╭─ Given entries

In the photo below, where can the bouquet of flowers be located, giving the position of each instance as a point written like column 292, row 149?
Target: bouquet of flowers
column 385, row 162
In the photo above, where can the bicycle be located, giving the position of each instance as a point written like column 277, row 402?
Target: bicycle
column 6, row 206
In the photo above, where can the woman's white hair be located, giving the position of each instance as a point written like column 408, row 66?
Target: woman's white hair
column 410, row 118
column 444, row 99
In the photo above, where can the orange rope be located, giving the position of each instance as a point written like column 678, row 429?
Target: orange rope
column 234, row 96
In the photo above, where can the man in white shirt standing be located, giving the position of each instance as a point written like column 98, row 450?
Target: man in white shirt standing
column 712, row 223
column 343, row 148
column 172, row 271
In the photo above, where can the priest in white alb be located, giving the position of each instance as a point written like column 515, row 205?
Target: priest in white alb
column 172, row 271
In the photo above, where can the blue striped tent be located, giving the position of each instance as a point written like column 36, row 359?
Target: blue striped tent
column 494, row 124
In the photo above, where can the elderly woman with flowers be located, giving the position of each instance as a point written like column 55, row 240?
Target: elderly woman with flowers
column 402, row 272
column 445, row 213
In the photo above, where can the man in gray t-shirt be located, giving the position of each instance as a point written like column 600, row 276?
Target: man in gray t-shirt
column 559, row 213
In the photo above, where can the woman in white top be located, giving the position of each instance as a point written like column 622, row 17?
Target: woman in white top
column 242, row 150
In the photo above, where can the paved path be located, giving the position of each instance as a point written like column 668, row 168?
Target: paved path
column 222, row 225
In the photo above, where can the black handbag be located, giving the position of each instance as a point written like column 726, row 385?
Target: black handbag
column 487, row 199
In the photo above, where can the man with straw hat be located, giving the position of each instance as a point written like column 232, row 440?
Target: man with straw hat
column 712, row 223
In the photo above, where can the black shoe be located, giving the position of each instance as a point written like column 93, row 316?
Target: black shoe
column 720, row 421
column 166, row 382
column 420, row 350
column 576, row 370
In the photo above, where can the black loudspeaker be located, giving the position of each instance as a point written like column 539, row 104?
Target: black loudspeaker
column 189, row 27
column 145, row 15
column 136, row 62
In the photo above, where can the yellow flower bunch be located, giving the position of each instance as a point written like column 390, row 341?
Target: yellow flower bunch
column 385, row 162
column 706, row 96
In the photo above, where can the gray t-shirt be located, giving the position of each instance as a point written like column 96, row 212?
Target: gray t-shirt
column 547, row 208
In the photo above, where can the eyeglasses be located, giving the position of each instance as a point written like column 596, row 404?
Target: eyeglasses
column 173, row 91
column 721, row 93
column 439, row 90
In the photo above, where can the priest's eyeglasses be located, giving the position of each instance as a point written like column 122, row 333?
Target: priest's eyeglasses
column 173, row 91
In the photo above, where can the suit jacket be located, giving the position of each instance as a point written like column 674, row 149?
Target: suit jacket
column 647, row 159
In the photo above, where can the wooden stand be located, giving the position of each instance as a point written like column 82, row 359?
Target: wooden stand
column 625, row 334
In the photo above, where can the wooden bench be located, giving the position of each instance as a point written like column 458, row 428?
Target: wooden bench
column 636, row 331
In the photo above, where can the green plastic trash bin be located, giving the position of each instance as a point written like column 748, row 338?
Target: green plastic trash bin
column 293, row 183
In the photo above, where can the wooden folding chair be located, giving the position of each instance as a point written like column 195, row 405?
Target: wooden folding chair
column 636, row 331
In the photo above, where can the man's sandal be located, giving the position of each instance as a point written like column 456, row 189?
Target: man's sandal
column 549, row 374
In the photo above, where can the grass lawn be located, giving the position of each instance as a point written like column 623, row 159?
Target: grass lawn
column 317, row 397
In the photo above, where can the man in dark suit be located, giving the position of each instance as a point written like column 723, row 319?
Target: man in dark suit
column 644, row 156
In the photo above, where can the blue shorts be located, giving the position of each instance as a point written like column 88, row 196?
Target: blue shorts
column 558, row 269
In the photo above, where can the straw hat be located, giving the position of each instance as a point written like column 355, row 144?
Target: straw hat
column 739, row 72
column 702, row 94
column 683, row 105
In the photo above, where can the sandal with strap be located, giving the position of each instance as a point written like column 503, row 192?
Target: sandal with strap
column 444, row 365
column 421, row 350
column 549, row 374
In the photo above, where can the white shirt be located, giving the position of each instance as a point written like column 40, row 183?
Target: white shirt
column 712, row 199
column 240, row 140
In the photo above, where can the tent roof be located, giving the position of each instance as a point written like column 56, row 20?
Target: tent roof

╰─

- [Work request]: Output the data above exactly, please, line for line.

- [Task result]:
In the photo below, where can the bouquet of flowers be located, giving the position of each instance as a point written like column 292, row 149?
Target: bouquet of flowers
column 385, row 162
In the photo above, where can the bicycle be located, giving the position of each instance as a point written like column 277, row 402?
Target: bicycle
column 6, row 206
In the photo above, where can the woman's white hair be located, giving the position of each instance as a point written like column 408, row 66?
Target: woman's white hair
column 410, row 118
column 444, row 99
In the photo above, where can the orange rope be located, giving the position of each instance as a point written like column 678, row 429?
Target: orange rope
column 234, row 96
In the photo above, where can the man in white shirt standing be located, giving the position of each instance as a point written like column 98, row 450?
Target: man in white shirt standing
column 712, row 223
column 343, row 148
column 172, row 271
In the photo above, where can the priest in white alb be located, giving the position of each instance as a point written like column 515, row 205?
Target: priest in white alb
column 172, row 271
In the photo above, where can the blue striped tent be located, giving the position of each instance as a point written like column 36, row 359?
Target: blue striped tent
column 494, row 124
In the photo above, where can the elderly woman with flowers be located, giving the position of each instance as a point written like column 55, row 240?
Target: elderly woman with flowers
column 402, row 272
column 445, row 213
In the photo above, where can the man in gray t-shirt be located, giving the position of each instance as a point written like column 600, row 276?
Target: man in gray t-shirt
column 559, row 213
In the photo above, where can the woman in white top be located, giving the position of each instance as a point written like column 622, row 17?
Target: woman in white top
column 242, row 150
In the photo above, where can the paved path be located, giving the position of each instance as a point written like column 668, row 168?
Target: paved path
column 222, row 225
In the photo above, where can the black handbag be located, giving the position of each instance as a point written like column 726, row 385?
Target: black handbag
column 487, row 199
In the photo above, where can the man with straw hat be located, giving the position of each instance as a point written like column 232, row 440?
Target: man with straw hat
column 712, row 223
In the photo above, where can the black shoe be located, giving the position of each instance as a point written like column 93, row 316?
Target: black shoe
column 720, row 421
column 166, row 382
column 420, row 350
column 576, row 370
In the photo above, where can the black loudspeaker be located, giving the position of each instance as a point written like column 539, row 104?
Target: black loudspeaker
column 189, row 27
column 145, row 15
column 136, row 62
In the photo above, where can the yellow flower bunch be located, giving the position of each instance as a point written like column 390, row 341?
Target: yellow flower bunch
column 385, row 162
column 706, row 96
In the photo above, where can the gray t-shirt be located, giving the position of each instance as a point written like column 96, row 212?
Target: gray t-shirt
column 547, row 208
In the photo above, where can the eyeglasses be located, giving the position of each instance as a point written like column 596, row 404?
Target: eyeglasses
column 173, row 91
column 721, row 93
column 439, row 90
In the photo above, where can the priest's eyeglasses be located, giving the position of each instance as a point written like column 122, row 333?
Target: priest's eyeglasses
column 173, row 91
In the photo above, where can the suit jacket be located, giving the position of each instance as a point written like column 674, row 149?
Target: suit jacket
column 647, row 159
In the photo above, where can the wooden stand be located, giving the position of each instance as a point written like column 82, row 359?
Target: wooden stand
column 625, row 334
In the photo above, where can the wooden bench be located, giving the position of each instance as a point written like column 458, row 428?
Target: wooden bench
column 636, row 331
In the photo above, where can the green plastic trash bin be located, giving the position of each instance as a point written like column 748, row 338?
Target: green plastic trash bin
column 293, row 183
In the photo above, where can the wooden folding chair be located, giving the position of each instance as a point written like column 195, row 405?
Target: wooden folding chair
column 636, row 331
In the photo above, where can the man's sandal be located, giving the position of each instance as a point written like column 456, row 189?
Target: man's sandal
column 549, row 374
In the photo above, where can the grass lawn be located, giving the position of each instance as a point written like column 623, row 159?
Target: grass lawn
column 317, row 397
In the photo above, where can the man in dark suit be located, giving the position of each instance as a point written like column 723, row 319?
Target: man in dark suit
column 644, row 156
In the photo above, where can the blue shorts be located, giving the position of each instance as a point written like column 88, row 196?
Target: blue shorts
column 558, row 269
In the photo above, where can the straw hat be located, giving the position of each instance as a point written like column 355, row 144?
Target: straw hat
column 739, row 72
column 702, row 94
column 683, row 105
In the photo above, where can the sandal with strap be located, giving the position of each instance as a point written like column 503, row 192?
Target: sandal with strap
column 444, row 365
column 421, row 350
column 549, row 374
In the photo above, where can the white shirt be located, giving the position of each instance as a point written like column 40, row 183?
Target: white shirt
column 712, row 199
column 240, row 140
In the photo above, where can the tent roof be located, giving the position of each instance as a point written like column 56, row 20?
Target: tent roof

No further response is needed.